Repeat word for word the lines from the one holding "Target: black sports bra" through the end, both ends included, and leave out every picture.

[Excerpts of location labeling data]
--- START ---

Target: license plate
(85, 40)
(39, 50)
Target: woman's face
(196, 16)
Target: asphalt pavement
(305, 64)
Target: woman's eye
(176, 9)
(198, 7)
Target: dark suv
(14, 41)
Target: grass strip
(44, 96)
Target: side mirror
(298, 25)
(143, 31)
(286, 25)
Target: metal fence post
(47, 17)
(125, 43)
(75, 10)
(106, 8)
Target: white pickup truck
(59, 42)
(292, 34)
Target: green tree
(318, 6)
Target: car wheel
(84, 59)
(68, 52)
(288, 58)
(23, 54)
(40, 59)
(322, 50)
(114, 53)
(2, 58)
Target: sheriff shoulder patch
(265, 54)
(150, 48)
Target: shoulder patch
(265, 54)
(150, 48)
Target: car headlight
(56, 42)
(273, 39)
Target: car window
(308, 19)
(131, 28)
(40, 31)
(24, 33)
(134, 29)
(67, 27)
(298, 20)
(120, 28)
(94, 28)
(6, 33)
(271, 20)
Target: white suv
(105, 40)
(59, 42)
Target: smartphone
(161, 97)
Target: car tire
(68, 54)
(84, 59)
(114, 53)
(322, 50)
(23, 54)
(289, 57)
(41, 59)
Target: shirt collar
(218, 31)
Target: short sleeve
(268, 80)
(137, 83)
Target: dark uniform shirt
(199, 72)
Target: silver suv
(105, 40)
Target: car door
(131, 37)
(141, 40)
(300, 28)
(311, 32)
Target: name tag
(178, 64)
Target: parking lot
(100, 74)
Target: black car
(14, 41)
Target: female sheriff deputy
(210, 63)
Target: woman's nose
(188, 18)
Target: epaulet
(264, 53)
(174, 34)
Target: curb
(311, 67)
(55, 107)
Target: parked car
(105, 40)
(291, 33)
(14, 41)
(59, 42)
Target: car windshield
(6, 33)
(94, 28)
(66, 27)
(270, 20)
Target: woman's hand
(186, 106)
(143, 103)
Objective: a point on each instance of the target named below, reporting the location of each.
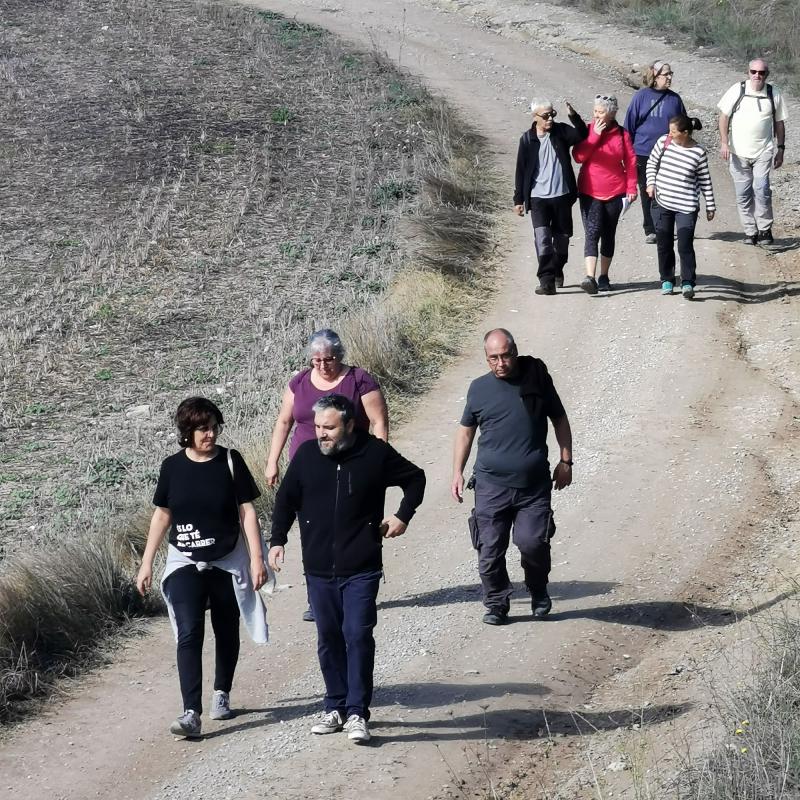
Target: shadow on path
(471, 593)
(528, 724)
(664, 615)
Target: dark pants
(666, 222)
(641, 179)
(346, 614)
(600, 218)
(552, 228)
(190, 592)
(497, 509)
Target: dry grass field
(188, 189)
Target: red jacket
(609, 163)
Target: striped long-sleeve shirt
(681, 176)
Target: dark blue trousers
(346, 614)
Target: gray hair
(326, 339)
(337, 402)
(540, 102)
(607, 102)
(502, 332)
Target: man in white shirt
(752, 130)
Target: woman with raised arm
(606, 181)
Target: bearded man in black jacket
(336, 487)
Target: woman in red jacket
(607, 178)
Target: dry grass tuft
(760, 756)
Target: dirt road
(672, 428)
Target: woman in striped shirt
(677, 173)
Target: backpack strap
(640, 120)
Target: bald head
(501, 353)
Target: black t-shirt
(203, 502)
(512, 448)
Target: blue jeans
(346, 614)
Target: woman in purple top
(328, 374)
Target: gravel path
(671, 428)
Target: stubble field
(190, 188)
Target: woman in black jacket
(545, 185)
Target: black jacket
(563, 137)
(339, 501)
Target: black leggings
(600, 218)
(190, 592)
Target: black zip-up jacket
(339, 499)
(563, 137)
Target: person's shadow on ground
(471, 592)
(664, 615)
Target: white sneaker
(188, 724)
(357, 729)
(331, 722)
(221, 705)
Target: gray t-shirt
(549, 180)
(512, 447)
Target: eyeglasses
(216, 428)
(494, 358)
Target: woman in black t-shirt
(203, 493)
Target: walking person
(328, 373)
(544, 185)
(607, 179)
(753, 146)
(646, 120)
(511, 405)
(204, 494)
(336, 487)
(677, 174)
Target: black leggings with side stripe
(600, 218)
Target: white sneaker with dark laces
(331, 722)
(220, 705)
(357, 729)
(188, 724)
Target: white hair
(540, 102)
(607, 102)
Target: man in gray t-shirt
(511, 405)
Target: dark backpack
(742, 96)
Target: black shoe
(546, 287)
(495, 616)
(541, 605)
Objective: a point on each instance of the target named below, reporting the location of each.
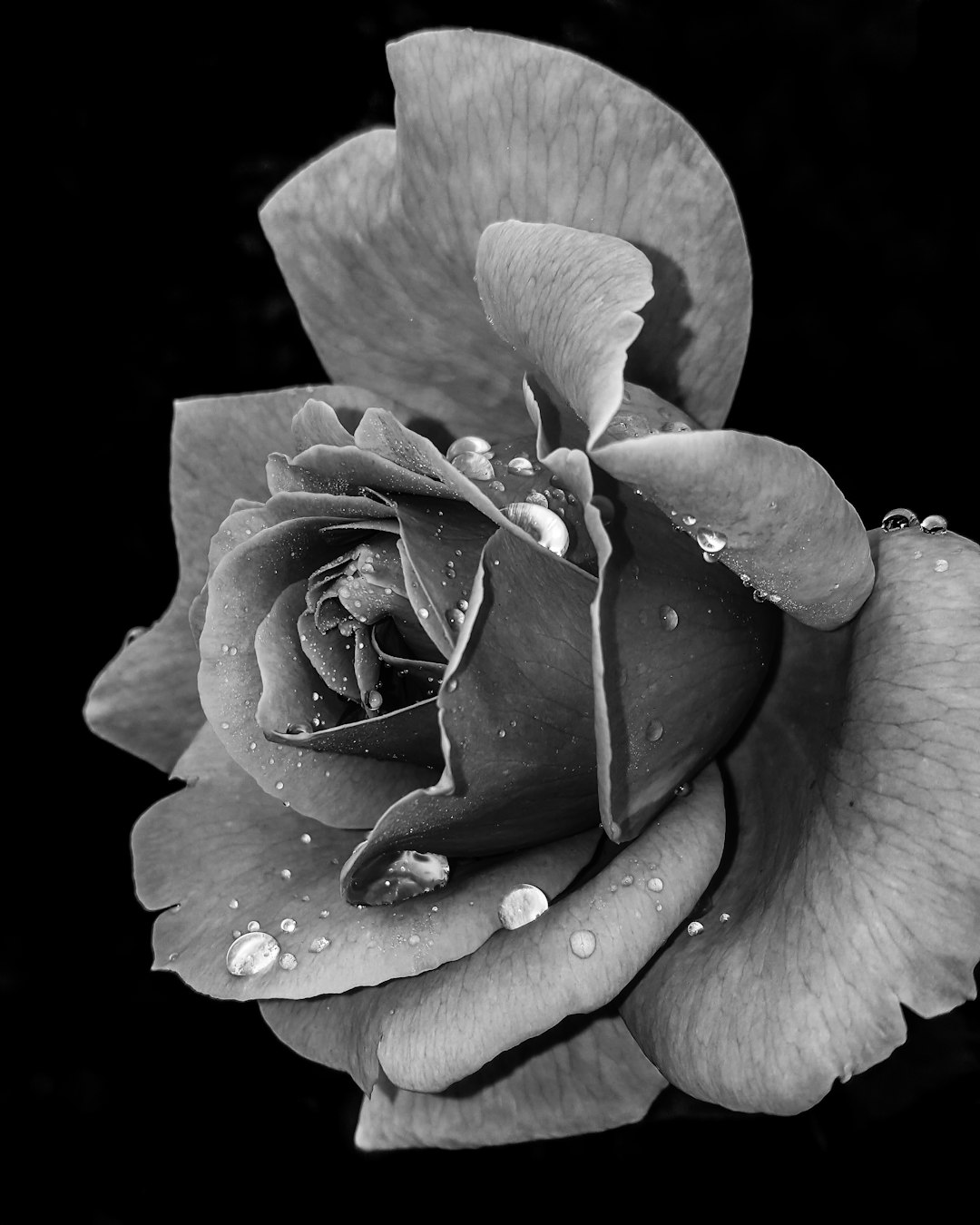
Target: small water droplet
(710, 541)
(582, 944)
(251, 953)
(898, 518)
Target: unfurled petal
(438, 1028)
(516, 716)
(377, 238)
(585, 1074)
(146, 699)
(222, 854)
(854, 886)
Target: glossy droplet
(475, 466)
(252, 953)
(466, 445)
(710, 541)
(522, 906)
(543, 524)
(898, 518)
(582, 944)
(654, 730)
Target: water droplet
(252, 953)
(522, 906)
(900, 517)
(582, 944)
(469, 444)
(654, 730)
(475, 466)
(710, 541)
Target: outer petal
(377, 238)
(146, 699)
(438, 1028)
(854, 886)
(223, 840)
(584, 1075)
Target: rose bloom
(543, 739)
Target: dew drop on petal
(582, 944)
(898, 518)
(522, 906)
(252, 953)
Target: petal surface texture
(854, 882)
(584, 1075)
(377, 238)
(146, 699)
(220, 854)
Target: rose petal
(854, 886)
(377, 238)
(587, 1074)
(244, 588)
(788, 525)
(223, 839)
(146, 699)
(516, 713)
(436, 1029)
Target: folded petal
(377, 238)
(222, 854)
(146, 699)
(587, 1074)
(516, 717)
(854, 886)
(438, 1028)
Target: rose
(906, 970)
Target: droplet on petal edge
(252, 953)
(522, 906)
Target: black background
(829, 122)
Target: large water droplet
(466, 445)
(898, 518)
(710, 541)
(582, 944)
(522, 906)
(252, 953)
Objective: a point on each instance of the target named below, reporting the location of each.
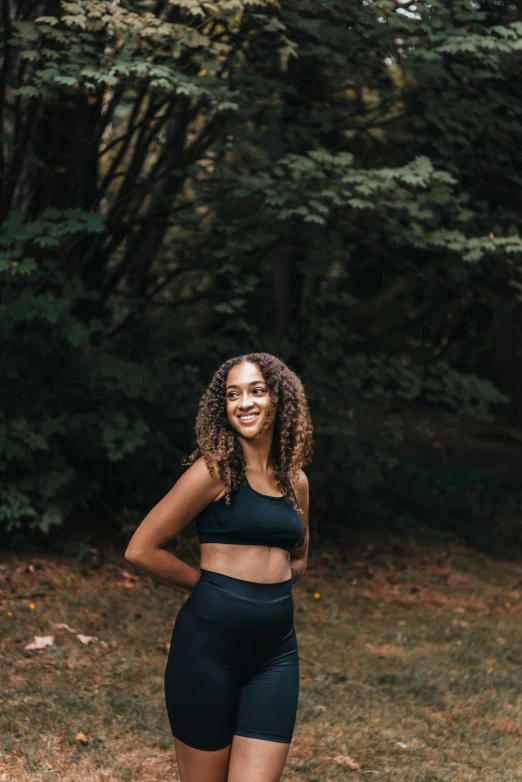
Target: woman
(232, 676)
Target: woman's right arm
(190, 494)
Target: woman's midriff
(251, 563)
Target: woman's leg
(266, 716)
(196, 765)
(256, 760)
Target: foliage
(335, 183)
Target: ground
(410, 662)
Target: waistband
(248, 589)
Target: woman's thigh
(201, 693)
(255, 760)
(268, 701)
(196, 765)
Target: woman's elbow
(134, 555)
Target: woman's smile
(248, 418)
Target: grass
(410, 669)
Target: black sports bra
(252, 518)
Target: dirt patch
(409, 669)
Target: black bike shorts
(233, 666)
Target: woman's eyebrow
(253, 383)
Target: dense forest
(336, 183)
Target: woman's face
(249, 405)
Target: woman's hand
(195, 489)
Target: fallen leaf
(348, 761)
(127, 584)
(62, 626)
(40, 642)
(130, 576)
(86, 639)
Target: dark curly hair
(217, 440)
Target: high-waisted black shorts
(233, 665)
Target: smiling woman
(232, 677)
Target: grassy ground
(410, 669)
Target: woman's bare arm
(299, 554)
(194, 490)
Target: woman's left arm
(299, 554)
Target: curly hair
(217, 440)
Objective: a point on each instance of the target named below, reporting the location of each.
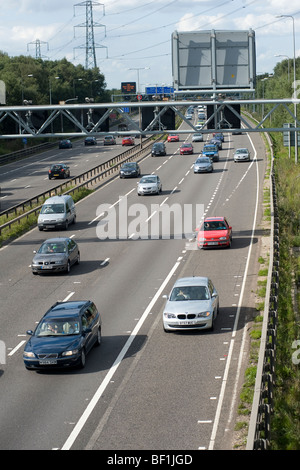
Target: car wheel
(99, 337)
(82, 359)
(68, 268)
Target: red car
(186, 149)
(214, 231)
(128, 141)
(173, 138)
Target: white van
(57, 212)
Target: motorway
(143, 388)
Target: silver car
(149, 184)
(203, 165)
(192, 304)
(197, 137)
(55, 254)
(241, 155)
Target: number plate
(48, 362)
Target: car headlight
(169, 315)
(203, 314)
(28, 354)
(72, 352)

--- END ---

▸ Full solution:
Target: black sports bra
(252, 518)
Target: dirt patch
(409, 669)
Target: black bike shorts
(233, 666)
Target: woman's eyebrow
(253, 383)
Target: dense forest
(336, 183)
Target: woman's face
(249, 405)
Target: woman's hand
(195, 489)
Target: fallen leaf
(348, 761)
(127, 584)
(62, 626)
(40, 642)
(130, 576)
(86, 639)
Target: dark curly hair
(217, 440)
Target: high-waisted black shorts
(233, 665)
Target: smiling woman
(232, 677)
Target: grassy ground
(410, 669)
Target: woman's bare arm
(299, 554)
(194, 490)
Target: woman's left arm
(299, 554)
Target: curly hair
(217, 440)
Objective: a point on each instance of the target named below, reporting the location of each.
Target: car wheel
(99, 337)
(82, 359)
(68, 268)
Target: red car
(186, 149)
(214, 231)
(128, 141)
(173, 138)
Target: white van
(57, 212)
Target: motorway
(143, 388)
Target: silver car
(149, 184)
(203, 165)
(192, 304)
(197, 137)
(55, 254)
(241, 155)
Target: number plate
(48, 362)
Target: car headlight
(169, 315)
(203, 314)
(28, 354)
(72, 352)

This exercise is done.